> **Quoted passage**:
↓↓↓

Below is the main loop for the backtest. Please note that here I specify VaR 95 at the 5th percentile of returns because it is typical in finance to think of VaR in terms of losses. When one discusses 95% VaR it is the 5th percentile of the distribution that we are interested in. In the loop I use (1-alpha) as an argument to the quantile function.

# Main Loop
for (ii in 1:(N-lookback)){
    subset_sample <- coredata(returns_xts[sample_start[ii]:sample_end[ii],]) # extract the window
    my_gld_fit <- fun.RMFMKL.ml(data = subset_sample)  # calibrate parameters
    my_VaR <- qgl(c(c(alpha3, alpha2, alpha1), 1- c(alpha1, alpha2, alpha3)), lambda1 = my_gld_fit)  # calculate VaR
    
    # extract results
    output_df[ii, 'Date'] <- index(returns_xts[sample_end[ii]]) 
    output_df[ii, c(2,3,4,5)] <- my_gld_fit
    output_df[ii, c(6,7,8,9,10,11)] <- my_VaR
    output_df[ii, 'Rtrn_Tp1'] <- returns_xts[sample_end[ii]+1,1]
}

tail(output_df)

As a very quick check we simply count the number of times the observed t+1 return exceeded the estimated VaR. You can see that the fitted distribution does a decent job of matching our expectations. 5% VaR was exceeded 5.25% of the time. 95% VaR was exceeded 5.78% of the time.

round(sum(output_df[,'Rtrn_Tp1'] > output_df[,'VaR_001'])/length(returns_xts)*100,2)
round(sum(output_df[,'Rtrn_Tp1'] > output_df[,'VaR_01'])/length(returns_xts)*100,2)
round(sum(output_df[,'Rtrn_Tp1'] > output_df[,'VaR_05'])/length(returns_xts)*100,2)

round(sum(output_df[,'Rtrn_Tp1'] < output_df[,'VaR_95'])/length(returns_xts)*100,2)

↑↑↑

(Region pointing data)

↓↓↓

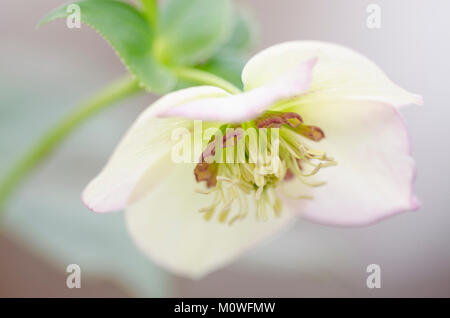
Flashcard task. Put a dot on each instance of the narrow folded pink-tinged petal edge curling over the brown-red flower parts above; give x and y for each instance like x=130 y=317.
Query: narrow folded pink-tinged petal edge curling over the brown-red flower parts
x=238 y=108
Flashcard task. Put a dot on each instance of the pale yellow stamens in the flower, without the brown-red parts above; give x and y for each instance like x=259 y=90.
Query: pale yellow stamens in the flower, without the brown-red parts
x=243 y=183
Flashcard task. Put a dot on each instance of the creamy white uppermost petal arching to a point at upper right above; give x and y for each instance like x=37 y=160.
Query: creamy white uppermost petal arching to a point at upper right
x=340 y=73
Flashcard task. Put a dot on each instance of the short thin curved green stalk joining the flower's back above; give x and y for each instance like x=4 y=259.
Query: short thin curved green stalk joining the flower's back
x=202 y=77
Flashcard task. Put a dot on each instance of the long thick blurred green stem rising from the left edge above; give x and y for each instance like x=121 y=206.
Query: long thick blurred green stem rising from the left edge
x=43 y=148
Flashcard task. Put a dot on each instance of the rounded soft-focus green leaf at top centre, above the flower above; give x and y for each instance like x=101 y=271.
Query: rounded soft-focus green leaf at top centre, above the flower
x=191 y=31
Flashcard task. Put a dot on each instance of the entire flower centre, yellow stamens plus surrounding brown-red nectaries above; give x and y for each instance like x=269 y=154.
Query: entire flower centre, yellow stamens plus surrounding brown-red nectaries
x=246 y=164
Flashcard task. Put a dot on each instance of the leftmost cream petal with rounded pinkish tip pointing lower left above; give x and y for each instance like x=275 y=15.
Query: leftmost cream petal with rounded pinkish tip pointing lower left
x=144 y=149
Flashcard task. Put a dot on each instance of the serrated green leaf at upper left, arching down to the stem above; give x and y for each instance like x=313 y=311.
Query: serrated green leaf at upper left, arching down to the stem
x=129 y=33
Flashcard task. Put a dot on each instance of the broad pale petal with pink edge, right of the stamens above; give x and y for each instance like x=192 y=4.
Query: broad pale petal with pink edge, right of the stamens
x=375 y=172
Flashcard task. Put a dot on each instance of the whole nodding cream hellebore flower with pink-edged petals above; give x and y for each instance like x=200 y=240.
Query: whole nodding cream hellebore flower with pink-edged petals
x=344 y=158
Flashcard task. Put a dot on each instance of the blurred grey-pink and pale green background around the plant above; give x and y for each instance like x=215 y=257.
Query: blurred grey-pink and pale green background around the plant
x=44 y=72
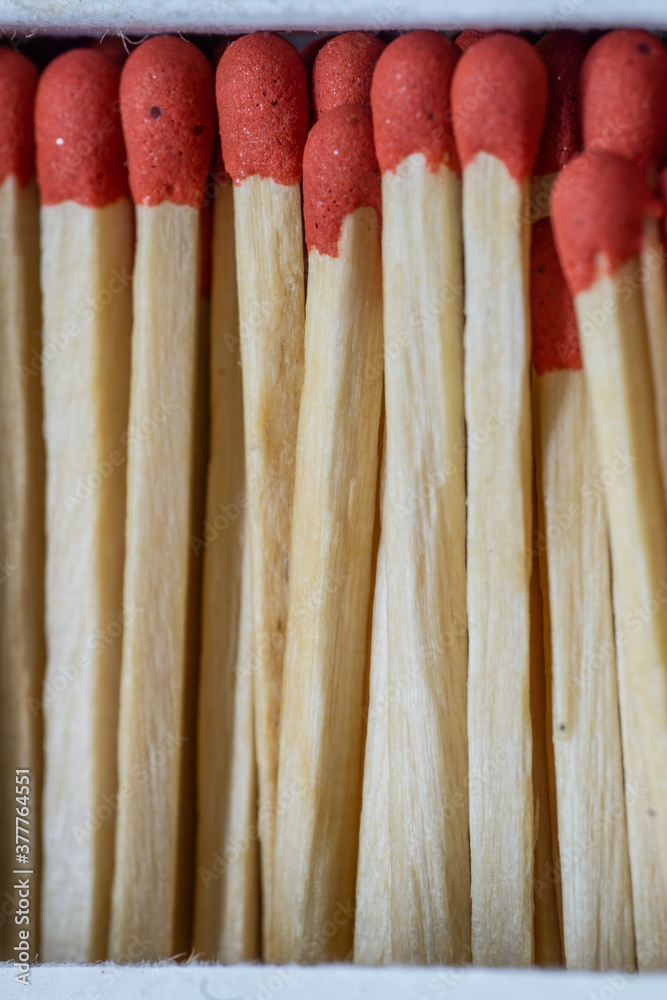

↑↑↑

> **Directions**:
**1.** Answer these about the backtest text:
(a) At what percentile of returns does the text specify 95% VaR?
(b) Which function does the loop call to calibrate parameters?
(c) What share of the time was 95% VaR exceeded?
**2.** Print the part of the backtest text starting at "output_df[ii, c(2,3,4,5)] <- my_gld_fit" and ending at "tail(output_df)".

> **Answers to this exercise**:
**1.**
(a) The 5th percentile.
(b) fun.RMFMKL.ml
(c) 5.78% of the time.

**2.**
output_df[ii, c(2,3,4,5)] <- my_gld_fit
    output_df[ii, c(6,7,8,9,10,11)] <- my_VaR
    output_df[ii, 'Rtrn_Tp1'] <- returns_xts[sample_end[ii]+1,1]
}

tail(output_df)